**Prompt**. Extract, unchanged, each line of the listing below from its first line through the line that contains "Place one pin per instance.", inclusive, and nothing else.

**Supplied material**.
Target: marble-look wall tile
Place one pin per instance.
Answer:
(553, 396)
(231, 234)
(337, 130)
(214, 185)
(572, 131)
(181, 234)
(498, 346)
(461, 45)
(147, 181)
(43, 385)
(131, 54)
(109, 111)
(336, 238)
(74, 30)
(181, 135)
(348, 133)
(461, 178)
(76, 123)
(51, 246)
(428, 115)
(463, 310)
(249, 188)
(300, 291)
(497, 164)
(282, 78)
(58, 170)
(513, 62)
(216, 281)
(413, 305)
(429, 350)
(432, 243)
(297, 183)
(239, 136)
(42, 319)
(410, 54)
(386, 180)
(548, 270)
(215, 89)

**Solution to this exercise**.
Target: marble-look wall tile
Place one pin per instance.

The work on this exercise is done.